▶ Work required
The span to repeat in the listing below runs from the line containing "Target: horse's neck" to the line containing "of the rein", inclusive. Repeat it exactly, and only it.

▶ Listed records
---------------
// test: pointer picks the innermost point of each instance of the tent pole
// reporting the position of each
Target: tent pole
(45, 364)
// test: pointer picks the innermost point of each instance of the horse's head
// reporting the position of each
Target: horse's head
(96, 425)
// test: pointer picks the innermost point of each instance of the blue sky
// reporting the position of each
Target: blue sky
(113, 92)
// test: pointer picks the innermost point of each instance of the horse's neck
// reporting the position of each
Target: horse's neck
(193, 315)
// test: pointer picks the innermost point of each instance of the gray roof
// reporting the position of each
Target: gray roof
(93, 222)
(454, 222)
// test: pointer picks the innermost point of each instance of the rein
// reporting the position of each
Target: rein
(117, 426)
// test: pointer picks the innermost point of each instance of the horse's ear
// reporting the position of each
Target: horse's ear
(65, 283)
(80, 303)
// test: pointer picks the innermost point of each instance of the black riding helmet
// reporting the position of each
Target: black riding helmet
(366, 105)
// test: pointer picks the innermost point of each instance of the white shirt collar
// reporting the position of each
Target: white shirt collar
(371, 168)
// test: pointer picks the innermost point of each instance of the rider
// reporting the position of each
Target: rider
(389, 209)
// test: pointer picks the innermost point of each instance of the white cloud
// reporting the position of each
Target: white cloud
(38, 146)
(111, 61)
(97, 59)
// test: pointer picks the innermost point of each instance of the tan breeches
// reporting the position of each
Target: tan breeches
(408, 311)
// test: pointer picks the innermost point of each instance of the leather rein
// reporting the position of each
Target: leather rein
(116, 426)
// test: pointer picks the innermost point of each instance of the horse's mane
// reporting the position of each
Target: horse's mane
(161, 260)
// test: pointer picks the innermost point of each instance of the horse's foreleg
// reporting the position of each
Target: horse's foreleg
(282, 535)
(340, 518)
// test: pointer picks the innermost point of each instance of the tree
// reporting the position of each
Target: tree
---------------
▶ Output below
Target: horse's neck
(193, 315)
// test: pointer picks the innermost point of each instance of the gray roof
// reporting the position of each
Target: gray roof
(93, 222)
(454, 222)
// test: pointer picks the innermost point of each instance of the rein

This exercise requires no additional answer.